● THE TASK: Can you put the data below into a numbered list, one line per number, with any blank lines left out?

(Entries from a pointing dataset)
# # # # #

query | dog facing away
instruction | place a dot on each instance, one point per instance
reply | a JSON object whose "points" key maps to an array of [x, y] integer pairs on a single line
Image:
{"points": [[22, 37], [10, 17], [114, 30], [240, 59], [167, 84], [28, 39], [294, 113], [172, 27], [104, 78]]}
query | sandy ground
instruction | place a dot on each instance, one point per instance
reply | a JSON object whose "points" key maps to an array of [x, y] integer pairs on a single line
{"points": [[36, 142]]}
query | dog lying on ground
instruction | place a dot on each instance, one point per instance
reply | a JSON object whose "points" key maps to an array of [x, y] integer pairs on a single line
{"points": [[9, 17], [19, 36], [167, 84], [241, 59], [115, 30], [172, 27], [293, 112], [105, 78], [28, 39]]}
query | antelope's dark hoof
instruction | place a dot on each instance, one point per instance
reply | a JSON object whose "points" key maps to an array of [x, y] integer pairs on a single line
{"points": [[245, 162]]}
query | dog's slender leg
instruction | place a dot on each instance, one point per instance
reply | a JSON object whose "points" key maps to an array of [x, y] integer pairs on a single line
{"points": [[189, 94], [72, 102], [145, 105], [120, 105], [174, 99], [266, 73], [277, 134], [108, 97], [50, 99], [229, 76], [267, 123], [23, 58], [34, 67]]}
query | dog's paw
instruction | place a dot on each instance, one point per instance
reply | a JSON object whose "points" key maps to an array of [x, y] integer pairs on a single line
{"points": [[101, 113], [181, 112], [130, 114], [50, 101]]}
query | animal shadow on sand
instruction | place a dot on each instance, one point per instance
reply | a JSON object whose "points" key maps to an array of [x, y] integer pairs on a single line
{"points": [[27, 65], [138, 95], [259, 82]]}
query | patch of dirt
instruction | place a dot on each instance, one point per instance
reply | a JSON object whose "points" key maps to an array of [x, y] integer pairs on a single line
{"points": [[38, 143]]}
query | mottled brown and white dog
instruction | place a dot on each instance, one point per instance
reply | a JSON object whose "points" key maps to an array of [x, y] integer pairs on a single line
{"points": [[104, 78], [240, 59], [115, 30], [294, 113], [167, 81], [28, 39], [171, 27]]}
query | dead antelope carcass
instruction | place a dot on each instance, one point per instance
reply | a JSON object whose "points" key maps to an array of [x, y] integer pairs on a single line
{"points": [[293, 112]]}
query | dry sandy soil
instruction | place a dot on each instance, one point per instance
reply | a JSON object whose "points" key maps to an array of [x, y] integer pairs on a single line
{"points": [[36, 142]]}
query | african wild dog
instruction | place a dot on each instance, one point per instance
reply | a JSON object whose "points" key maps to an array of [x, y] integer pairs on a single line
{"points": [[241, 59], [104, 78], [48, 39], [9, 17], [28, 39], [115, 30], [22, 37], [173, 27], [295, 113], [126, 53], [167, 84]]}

# # # # #

● SOLUTION FOR THIS TASK:
1. query | dog facing away
2. instruction | place a dot on each instance, one point per instance
3. reply | a JSON object whose "points" key maps to an array of [x, y] integer pairs on a single line
4. Image:
5. {"points": [[22, 37], [10, 17], [114, 30], [240, 59], [167, 84], [28, 39], [294, 113], [172, 27], [104, 78]]}
6. query | sandy ground
7. instruction | place a dot on each instance, one point per instance
8. reply | a JSON object whose "points" key maps to an array of [x, y] integer pairs on a single line
9. {"points": [[36, 142]]}
10. query | dog lying on ground
11. instruction | place a dot on each instance, one point per instance
12. reply | a JSON object whose "points" key maps to an array of [x, y] integer pairs on a single line
13. {"points": [[9, 17], [19, 36], [167, 84], [241, 59], [115, 30], [172, 27], [293, 112], [105, 78], [28, 39]]}
14. query | antelope's dark hoof
15. instruction | place a dot on each instance, one point per instance
16. reply | a JSON object whose "points" key maps to an array of [x, y] integer pairs on a single line
17. {"points": [[245, 162]]}
18. query | dog's slender leg
19. instruction | place a dot on each instance, one point per instance
20. reply | a JSON object whose "points" key maps to an array of [x, y] integer pairs on a single line
21. {"points": [[189, 94], [72, 102], [145, 105], [120, 105], [174, 99], [266, 73], [277, 134], [108, 97], [50, 99], [229, 76], [267, 123], [23, 58], [34, 67]]}
22. query | dog's paw
23. instruction | place a dot on each instance, one point per instance
24. reply | a JSON object whose "points" key maps to an array of [x, y] integer pairs on a single line
25. {"points": [[101, 113], [181, 112], [130, 114], [50, 101]]}
26. query | animal shadow on sand
27. instruction | place a dot on each instance, one point per instance
28. reply | a JSON object whose "points" key maps to an array of [x, y] integer pairs on a single line
29. {"points": [[27, 65], [138, 95], [259, 82]]}
30. query | patch of dirt
31. instruction | place a dot on each instance, one point per instance
32. reply | a JSON object whose "points" key maps to an array of [x, y] integer pairs on a single line
33. {"points": [[38, 143]]}
34. query | mottled brown and white dog
35. instruction | place a dot on each instance, one point per instance
36. reply | a JSON object whose "points" key maps to an array of [x, y] integer pairs on a single line
37. {"points": [[104, 78], [240, 59], [115, 30], [294, 113], [167, 81], [28, 39], [171, 27]]}
38. query | dead antelope carcass
39. instruction | place a dot on each instance, one point per instance
40. reply | a JSON object whose "points" key maps to an array of [x, y] integer pairs on a single line
41. {"points": [[293, 112]]}
42. query | dry sandy soil
43. instruction | place a dot on each instance, one point per instance
44. reply | a JSON object whose "points" key maps to an array of [x, y] integer pairs on a single line
45. {"points": [[36, 142]]}
46. query | african wild dog
47. instruction | place a dot on each instance, one point per instance
48. reply | a JSON object whose "points" key maps to an array of [x, y] integer pairs on a single line
49. {"points": [[241, 59], [104, 78], [48, 39], [9, 17], [28, 39], [115, 30], [22, 37], [173, 27], [295, 113], [126, 53], [167, 84]]}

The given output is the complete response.